## WHAT THIS TASK INVOLVES
Pick out each line in the material below that contains the word "patio" and copy those lines.

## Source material
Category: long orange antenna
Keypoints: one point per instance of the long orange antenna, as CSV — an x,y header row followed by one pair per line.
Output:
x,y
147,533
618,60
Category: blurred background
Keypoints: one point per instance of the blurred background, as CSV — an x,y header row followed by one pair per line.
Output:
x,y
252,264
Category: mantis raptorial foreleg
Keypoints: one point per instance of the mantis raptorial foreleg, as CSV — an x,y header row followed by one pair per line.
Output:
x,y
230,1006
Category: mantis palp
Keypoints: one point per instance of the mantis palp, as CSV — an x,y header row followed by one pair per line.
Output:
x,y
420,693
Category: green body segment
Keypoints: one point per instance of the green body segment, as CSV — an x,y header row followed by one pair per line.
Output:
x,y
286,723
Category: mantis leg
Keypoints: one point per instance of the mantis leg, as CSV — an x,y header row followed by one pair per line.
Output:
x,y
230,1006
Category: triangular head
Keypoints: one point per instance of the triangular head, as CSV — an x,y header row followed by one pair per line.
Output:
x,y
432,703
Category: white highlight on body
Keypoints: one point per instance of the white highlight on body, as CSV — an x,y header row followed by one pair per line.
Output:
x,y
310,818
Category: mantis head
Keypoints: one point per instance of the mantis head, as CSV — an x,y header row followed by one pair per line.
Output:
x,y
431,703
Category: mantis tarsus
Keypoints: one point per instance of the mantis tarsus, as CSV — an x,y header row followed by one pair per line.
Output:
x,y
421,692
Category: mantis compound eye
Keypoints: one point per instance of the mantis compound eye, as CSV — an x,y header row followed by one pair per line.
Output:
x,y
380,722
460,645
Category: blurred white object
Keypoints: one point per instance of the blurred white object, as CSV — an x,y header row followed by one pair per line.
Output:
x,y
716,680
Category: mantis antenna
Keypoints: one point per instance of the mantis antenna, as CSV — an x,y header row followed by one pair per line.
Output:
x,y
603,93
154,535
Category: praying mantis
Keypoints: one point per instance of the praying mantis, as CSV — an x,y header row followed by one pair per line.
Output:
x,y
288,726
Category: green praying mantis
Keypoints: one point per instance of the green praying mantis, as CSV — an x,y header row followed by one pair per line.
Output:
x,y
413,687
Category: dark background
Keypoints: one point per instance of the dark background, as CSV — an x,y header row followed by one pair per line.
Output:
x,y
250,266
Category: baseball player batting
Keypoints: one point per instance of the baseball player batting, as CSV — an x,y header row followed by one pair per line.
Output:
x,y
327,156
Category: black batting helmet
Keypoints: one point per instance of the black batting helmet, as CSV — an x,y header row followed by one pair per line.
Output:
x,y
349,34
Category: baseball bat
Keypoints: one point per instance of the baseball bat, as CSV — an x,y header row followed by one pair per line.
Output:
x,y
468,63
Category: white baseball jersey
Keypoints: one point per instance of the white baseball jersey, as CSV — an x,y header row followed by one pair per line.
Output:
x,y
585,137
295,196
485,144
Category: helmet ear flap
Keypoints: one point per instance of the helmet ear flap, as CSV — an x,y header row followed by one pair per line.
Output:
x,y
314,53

...

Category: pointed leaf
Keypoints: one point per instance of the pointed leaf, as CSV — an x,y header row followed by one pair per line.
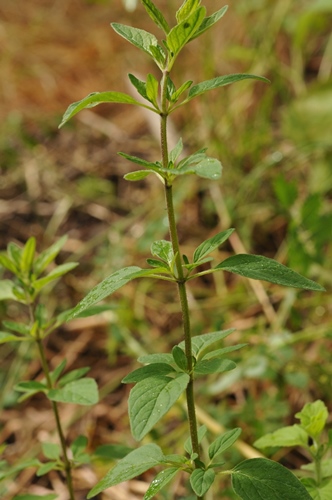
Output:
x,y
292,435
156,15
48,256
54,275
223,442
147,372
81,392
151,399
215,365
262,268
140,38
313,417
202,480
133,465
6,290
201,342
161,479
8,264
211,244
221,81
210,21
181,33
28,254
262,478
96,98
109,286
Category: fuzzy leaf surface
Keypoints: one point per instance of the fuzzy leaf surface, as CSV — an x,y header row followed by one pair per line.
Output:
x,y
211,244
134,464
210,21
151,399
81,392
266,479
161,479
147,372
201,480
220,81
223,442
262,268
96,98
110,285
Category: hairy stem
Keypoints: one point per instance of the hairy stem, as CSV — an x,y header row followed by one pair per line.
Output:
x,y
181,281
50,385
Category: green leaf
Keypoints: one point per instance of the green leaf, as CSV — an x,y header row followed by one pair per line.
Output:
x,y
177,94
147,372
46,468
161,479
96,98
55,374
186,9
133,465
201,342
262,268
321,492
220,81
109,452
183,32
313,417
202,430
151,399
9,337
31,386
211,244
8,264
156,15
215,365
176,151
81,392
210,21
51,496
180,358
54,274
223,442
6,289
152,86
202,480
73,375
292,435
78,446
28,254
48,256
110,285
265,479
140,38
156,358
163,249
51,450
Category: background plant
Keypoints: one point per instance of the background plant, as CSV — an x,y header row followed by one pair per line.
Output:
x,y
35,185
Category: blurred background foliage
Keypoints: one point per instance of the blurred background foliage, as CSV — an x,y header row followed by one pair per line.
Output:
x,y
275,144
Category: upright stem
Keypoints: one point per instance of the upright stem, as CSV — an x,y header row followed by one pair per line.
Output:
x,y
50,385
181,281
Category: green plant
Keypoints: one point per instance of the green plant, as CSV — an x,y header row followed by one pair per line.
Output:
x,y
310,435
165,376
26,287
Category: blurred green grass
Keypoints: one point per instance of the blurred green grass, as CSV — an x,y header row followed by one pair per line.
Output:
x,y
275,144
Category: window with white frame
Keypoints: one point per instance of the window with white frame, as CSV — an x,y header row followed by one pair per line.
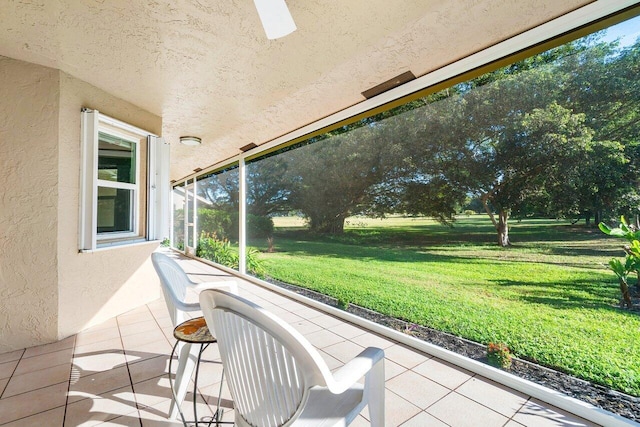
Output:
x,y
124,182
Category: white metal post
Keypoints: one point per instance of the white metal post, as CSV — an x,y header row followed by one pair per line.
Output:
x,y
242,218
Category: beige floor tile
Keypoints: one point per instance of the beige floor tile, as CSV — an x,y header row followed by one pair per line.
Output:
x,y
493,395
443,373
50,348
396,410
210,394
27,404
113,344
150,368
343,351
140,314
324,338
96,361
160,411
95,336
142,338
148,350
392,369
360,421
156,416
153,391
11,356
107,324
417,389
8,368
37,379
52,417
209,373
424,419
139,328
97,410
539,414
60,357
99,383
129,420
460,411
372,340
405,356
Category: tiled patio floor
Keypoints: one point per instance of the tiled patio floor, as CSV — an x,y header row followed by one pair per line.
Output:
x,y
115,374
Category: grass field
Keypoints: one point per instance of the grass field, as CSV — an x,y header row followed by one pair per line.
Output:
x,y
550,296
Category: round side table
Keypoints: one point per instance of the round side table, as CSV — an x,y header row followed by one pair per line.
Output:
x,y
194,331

## RESULT
Category: tiled patio floor
Keypoints: one point per instance of the tiled patio floor, as CSV — an x,y header row followed by one pair per line.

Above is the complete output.